[TASK DETAILS]: Precise copying is required. Return the data below in full.

(Data extracted from a collection)
▬▬▬▬▬▬▬▬▬▬
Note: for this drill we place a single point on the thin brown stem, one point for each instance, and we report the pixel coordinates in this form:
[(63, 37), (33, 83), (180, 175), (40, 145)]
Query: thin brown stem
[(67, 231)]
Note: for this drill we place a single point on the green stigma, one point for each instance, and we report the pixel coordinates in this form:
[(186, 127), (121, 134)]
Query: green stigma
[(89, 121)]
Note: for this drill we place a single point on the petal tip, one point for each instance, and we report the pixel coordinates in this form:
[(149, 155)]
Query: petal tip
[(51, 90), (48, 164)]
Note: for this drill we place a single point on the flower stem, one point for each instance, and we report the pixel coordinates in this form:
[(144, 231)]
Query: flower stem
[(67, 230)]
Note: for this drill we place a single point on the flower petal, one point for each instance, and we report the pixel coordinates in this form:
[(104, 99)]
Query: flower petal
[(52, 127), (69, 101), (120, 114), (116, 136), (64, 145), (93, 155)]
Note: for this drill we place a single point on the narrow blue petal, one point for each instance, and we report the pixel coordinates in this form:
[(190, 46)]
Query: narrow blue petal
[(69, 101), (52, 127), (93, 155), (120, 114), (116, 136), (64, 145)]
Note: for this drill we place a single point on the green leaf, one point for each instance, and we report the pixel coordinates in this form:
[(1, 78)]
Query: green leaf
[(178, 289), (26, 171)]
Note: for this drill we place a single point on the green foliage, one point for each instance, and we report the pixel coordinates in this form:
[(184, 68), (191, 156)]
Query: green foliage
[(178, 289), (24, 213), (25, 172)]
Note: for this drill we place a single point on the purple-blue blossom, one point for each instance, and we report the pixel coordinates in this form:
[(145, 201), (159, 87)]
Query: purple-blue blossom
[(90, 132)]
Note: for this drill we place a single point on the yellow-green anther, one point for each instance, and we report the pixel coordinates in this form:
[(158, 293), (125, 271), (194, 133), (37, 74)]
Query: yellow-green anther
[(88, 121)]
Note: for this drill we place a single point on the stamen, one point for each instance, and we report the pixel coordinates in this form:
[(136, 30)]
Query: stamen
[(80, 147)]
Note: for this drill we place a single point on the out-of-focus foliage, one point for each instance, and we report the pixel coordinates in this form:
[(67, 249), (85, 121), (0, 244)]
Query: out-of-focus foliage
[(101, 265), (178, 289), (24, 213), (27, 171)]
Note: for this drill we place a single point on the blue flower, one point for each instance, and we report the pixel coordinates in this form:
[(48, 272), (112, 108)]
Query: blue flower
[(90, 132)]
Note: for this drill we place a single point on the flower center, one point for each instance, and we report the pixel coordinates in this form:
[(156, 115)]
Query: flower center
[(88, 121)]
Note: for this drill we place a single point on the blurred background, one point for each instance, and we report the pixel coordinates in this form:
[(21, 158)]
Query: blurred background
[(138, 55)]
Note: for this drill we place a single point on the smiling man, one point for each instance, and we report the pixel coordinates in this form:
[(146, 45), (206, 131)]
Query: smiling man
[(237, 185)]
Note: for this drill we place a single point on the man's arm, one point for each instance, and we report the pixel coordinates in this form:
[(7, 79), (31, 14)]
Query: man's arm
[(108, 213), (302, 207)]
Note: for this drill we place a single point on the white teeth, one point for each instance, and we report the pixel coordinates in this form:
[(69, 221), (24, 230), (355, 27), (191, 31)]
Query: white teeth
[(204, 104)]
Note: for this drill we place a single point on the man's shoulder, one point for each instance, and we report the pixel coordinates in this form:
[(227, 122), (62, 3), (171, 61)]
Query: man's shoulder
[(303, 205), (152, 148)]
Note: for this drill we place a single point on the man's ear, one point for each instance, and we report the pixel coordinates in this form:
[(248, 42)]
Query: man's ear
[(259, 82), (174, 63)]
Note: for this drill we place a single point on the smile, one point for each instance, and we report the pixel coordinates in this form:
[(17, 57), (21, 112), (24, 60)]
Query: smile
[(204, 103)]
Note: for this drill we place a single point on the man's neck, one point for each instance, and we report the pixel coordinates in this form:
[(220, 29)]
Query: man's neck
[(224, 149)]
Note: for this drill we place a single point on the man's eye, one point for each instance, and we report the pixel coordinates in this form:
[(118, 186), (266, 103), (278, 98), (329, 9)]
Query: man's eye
▬▬▬▬▬▬▬▬▬▬
[WORKED SOLUTION]:
Note: for this drill we place a single point on the thin brown stem, one point for each instance, and we report the pixel coordinates in this form:
[(63, 37), (33, 83), (180, 175), (40, 145)]
Query: thin brown stem
[(67, 231)]
Note: for this drill we place a single point on the green stigma, one point for each instance, and we report the pixel coordinates in this form:
[(186, 127), (121, 134)]
Query: green stigma
[(89, 121)]
Note: for this drill we place a single point on the petal tip, one point for each instance, and we report the pixel coordinates in this form:
[(149, 155)]
Query: petal tip
[(51, 90), (48, 164)]
Note: for this drill we place a single point on the flower stem, one point for each instance, and we report the pixel coordinates in this form:
[(144, 231)]
Query: flower stem
[(67, 230)]
Note: for this drill we place a single point on the flower petal, one point for each instance, and we report the pixel coordinates in this form:
[(104, 99)]
Query: flower petal
[(52, 127), (69, 101), (120, 114), (116, 136), (64, 145), (93, 155)]
Note: for this drill we place a single point on the narrow blue petal, one point for each instance, and we report the pixel coordinates in this form:
[(190, 46)]
Query: narrow blue petal
[(69, 101), (52, 127), (93, 155), (120, 114), (116, 136), (64, 145)]
Note: for this drill we place a single point on the green leaf, one point for each instance, and we report the pixel coordinates in this form:
[(1, 78)]
Query: green leaf
[(178, 289), (26, 171)]
Note: for this drill we place a single point on the green foliage, one point for each instance, and we report the pixel coordinates in this form:
[(184, 68), (191, 156)]
Query: green foliage
[(178, 289), (24, 213), (25, 172)]
Note: for this drill we place a single point on the purple-blue blossom, one point for each instance, and we report the pixel coordinates in this form:
[(145, 201), (159, 87)]
Query: purple-blue blossom
[(90, 132)]
Note: for this drill we place a single point on the yellow-green anther, one point for each instance, and we report the pixel coordinates in this form:
[(158, 293), (125, 271), (194, 133), (37, 74)]
Query: yellow-green anther
[(88, 121)]
Note: for this drill we place a single point on the stamen, one point for each instance, and we report the pixel coordinates in this form:
[(136, 30)]
Query: stamen
[(80, 147)]
Note: for this drill we place a single point on the out-of-focus foliage, one point for each instance, and we report the pixel coordinates in this form:
[(67, 249), (85, 121), (0, 244)]
Query: out-of-focus foliage
[(101, 265), (178, 289), (24, 213), (27, 171)]
Note: for this drill we place a single point on the blue flower, one point for each instance, and we report the pixel coordinates in this form:
[(48, 272), (112, 108)]
Query: blue flower
[(90, 132)]
Note: for this drill we place a single point on the flower center, one point for each instance, and we report the pixel coordinates in this form:
[(156, 115)]
Query: flower center
[(88, 121)]
Note: for this drill we place a single point on the blurred background, one point for each instance, and we report the pixel coordinates in this form:
[(21, 158)]
Query: blurred background
[(138, 55)]
Note: for this drill we place a single point on the smiling man, one point for each instance, and we report the pixel coordinates in this form:
[(146, 45), (206, 131)]
Query: smiling man
[(237, 185)]
Note: for this drill we place a single point on the man's arm, one point for each instance, and we report the pixel coordinates in this form:
[(7, 79), (31, 14)]
Query: man's arm
[(108, 213), (302, 207)]
Note: for this drill we place a single point on the white teeth, one point for each instance, and we report the pixel coordinates in this form:
[(69, 221), (24, 230), (355, 27), (191, 31)]
Query: white teeth
[(204, 104)]
Note: for this drill we place a single point on the man's shoulder, one point for each instance, and we report the pixel coordinates in this form:
[(227, 122), (62, 3), (171, 61)]
Query: man's shoulder
[(303, 205), (152, 148)]
Note: for this drill we place a single point on the man's ear, one point for each instance, and we report the pixel coordinates in this form:
[(248, 42)]
Query: man's ear
[(259, 82), (174, 63)]
Note: for this drill we place a single point on the smile, one point for each instance, and we report the pixel coordinates in this form:
[(17, 57), (21, 112), (24, 60)]
Query: smile
[(204, 103)]
Note: for this drill we place a single point on the man's neck, one point for each instance, and we report the pixel coordinates in this form:
[(220, 29)]
Query: man's neck
[(224, 149)]
Note: for this drill we place a single point on the man's eye, one point for each instance, and we report the pixel coordinates in this form:
[(118, 186), (266, 103), (278, 98), (329, 9)]
Query: man's eye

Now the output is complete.